> **GIVEN INSTRUCTION**
Reproduce the lines of the listing below from the one containing "Could you point to the roof of" down to the end of the listing, substituting "car roof" for "roof of car" and leaving everything else unchanged.

════════════════════

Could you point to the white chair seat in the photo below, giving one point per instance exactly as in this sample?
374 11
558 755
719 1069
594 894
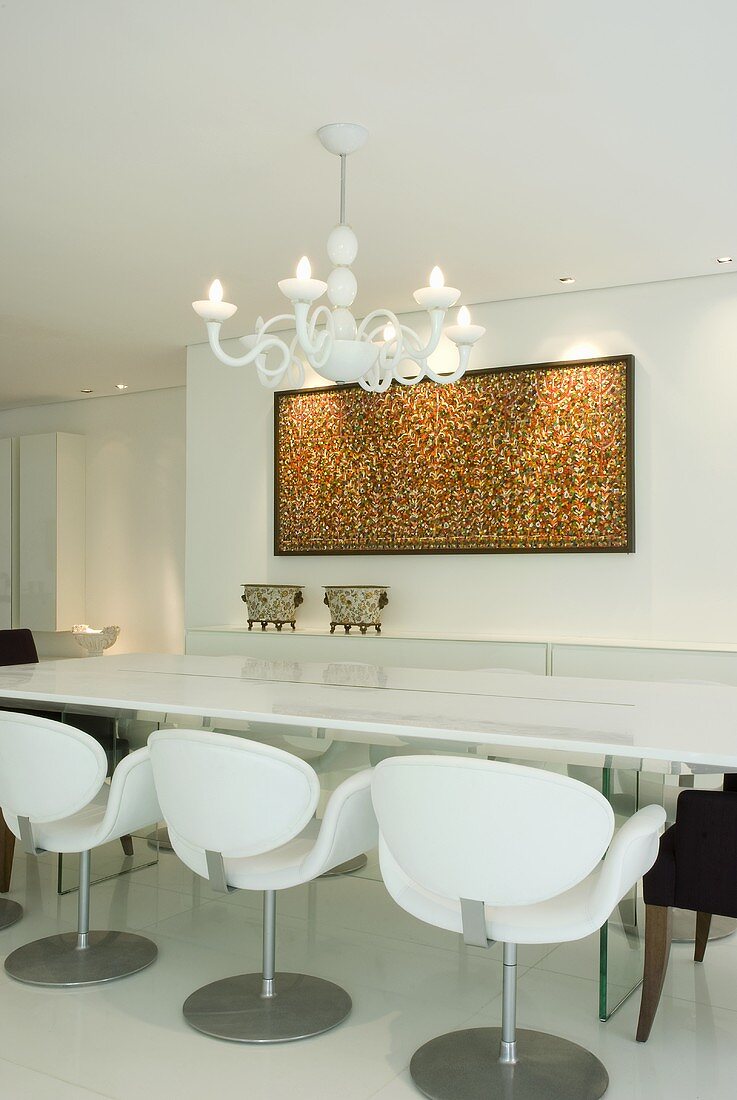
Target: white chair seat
496 851
54 798
348 827
122 806
570 915
241 814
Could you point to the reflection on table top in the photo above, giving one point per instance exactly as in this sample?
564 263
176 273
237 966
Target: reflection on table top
663 722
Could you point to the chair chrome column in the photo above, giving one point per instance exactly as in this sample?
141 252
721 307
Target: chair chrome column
10 913
482 1063
267 1007
80 957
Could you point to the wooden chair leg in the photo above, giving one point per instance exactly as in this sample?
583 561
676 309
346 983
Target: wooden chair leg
658 931
7 849
703 925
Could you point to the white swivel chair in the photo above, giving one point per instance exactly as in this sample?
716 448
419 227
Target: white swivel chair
240 814
498 851
54 799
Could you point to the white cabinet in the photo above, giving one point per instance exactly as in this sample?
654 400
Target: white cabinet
52 531
6 532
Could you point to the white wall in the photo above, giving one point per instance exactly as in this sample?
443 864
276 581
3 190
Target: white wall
681 584
135 512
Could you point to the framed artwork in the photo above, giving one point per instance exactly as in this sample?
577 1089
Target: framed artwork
509 460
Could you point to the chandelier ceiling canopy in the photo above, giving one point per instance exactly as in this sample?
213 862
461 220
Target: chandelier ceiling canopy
374 353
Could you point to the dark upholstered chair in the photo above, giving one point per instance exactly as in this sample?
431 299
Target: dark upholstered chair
696 869
18 647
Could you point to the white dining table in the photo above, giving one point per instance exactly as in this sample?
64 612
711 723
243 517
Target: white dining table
612 725
650 726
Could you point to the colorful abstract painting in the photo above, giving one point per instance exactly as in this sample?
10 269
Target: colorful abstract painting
509 460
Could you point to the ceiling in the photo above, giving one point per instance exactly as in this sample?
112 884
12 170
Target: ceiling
151 145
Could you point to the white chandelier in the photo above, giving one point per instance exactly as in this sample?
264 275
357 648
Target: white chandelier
374 353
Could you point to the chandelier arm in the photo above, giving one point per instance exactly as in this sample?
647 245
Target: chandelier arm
404 381
437 317
443 380
317 353
391 318
373 382
263 345
265 326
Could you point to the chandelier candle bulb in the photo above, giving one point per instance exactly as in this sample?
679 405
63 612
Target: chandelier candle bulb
437 295
213 308
464 332
304 287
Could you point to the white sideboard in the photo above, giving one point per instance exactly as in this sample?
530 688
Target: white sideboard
601 658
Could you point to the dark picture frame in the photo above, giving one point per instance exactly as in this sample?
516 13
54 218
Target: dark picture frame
602 419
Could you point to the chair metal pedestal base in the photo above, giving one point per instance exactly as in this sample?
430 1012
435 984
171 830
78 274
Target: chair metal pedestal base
57 960
684 926
10 912
464 1066
351 865
234 1008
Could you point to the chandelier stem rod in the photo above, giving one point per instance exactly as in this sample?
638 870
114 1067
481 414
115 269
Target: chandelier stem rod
342 188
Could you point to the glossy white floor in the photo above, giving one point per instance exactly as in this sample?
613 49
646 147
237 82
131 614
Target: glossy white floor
408 982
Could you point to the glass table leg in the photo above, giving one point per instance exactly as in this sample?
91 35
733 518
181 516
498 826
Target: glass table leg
622 938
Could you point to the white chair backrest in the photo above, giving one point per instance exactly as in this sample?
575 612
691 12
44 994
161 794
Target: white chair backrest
228 794
488 832
48 770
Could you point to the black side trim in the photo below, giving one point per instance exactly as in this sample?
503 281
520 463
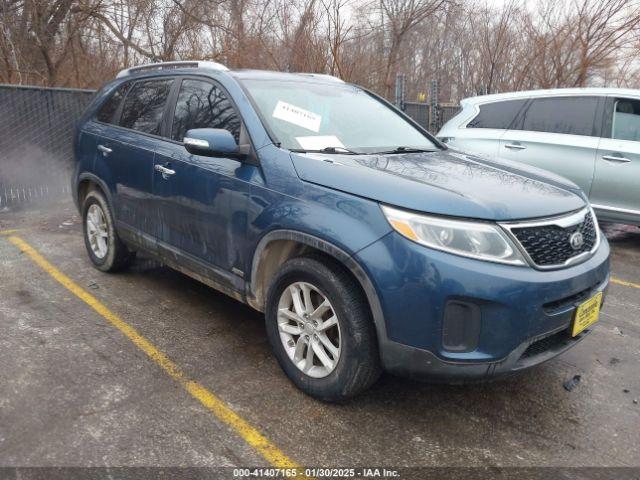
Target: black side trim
183 262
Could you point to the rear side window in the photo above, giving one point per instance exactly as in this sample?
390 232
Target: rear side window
202 104
498 115
626 120
144 106
569 115
109 108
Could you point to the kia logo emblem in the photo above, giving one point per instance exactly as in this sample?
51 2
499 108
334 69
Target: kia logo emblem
576 240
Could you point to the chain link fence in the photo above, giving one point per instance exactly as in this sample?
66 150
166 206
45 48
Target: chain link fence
36 138
36 142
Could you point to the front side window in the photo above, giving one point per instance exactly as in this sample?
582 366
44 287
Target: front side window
314 116
498 115
626 120
203 105
568 115
109 108
144 106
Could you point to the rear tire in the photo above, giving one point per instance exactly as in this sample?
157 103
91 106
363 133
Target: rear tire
106 251
339 337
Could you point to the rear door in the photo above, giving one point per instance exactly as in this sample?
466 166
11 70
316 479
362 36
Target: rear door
560 134
616 185
203 203
125 152
483 132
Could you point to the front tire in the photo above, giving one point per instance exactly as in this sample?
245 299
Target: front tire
106 251
320 328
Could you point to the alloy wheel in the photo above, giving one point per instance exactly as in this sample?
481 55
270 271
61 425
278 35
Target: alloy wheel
309 329
97 231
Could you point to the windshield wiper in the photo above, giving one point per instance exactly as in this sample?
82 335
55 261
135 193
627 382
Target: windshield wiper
333 150
404 150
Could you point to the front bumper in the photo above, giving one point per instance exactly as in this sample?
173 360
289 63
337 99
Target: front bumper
525 313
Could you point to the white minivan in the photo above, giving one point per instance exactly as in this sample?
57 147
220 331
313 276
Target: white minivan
588 135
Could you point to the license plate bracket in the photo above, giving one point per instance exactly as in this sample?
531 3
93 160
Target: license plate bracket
586 314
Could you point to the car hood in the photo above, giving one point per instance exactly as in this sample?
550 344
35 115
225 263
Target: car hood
446 182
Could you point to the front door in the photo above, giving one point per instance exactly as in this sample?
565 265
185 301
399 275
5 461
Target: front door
616 184
202 200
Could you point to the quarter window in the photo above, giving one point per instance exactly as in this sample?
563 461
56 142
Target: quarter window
144 106
202 104
626 120
498 115
569 115
109 108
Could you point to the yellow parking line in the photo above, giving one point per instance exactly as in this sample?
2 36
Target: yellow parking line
214 404
617 281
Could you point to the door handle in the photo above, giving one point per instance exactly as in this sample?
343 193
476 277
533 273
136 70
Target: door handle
613 158
105 150
515 146
166 172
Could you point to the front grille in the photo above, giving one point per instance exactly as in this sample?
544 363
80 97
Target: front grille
550 244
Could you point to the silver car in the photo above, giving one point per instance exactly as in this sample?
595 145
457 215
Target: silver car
588 135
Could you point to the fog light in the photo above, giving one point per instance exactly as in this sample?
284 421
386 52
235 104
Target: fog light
460 326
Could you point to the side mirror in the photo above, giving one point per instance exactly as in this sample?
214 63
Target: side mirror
211 142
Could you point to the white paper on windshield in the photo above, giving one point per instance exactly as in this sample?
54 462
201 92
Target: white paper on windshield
298 116
318 142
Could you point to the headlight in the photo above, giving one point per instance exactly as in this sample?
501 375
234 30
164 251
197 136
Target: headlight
480 240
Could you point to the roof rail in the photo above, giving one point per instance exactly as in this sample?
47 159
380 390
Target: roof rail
323 76
171 66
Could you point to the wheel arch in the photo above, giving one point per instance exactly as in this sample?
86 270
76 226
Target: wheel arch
85 182
278 246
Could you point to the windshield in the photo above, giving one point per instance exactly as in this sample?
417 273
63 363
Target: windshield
332 117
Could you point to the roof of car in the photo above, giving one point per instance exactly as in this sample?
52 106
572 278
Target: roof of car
550 92
240 74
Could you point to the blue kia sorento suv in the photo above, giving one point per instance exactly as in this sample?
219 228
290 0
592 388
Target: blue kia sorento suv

════════════════════

> **TASK RESULT**
Could you point to the car roof in the photo above, giving one point per instance exactly as in this sample?
52 106
572 278
Target: car roof
550 92
240 74
Could you point to the blue kia sorento suv in the photo above, giving one point per instance exactly as in this sample?
219 228
290 0
592 388
Target: blue kia sorento suv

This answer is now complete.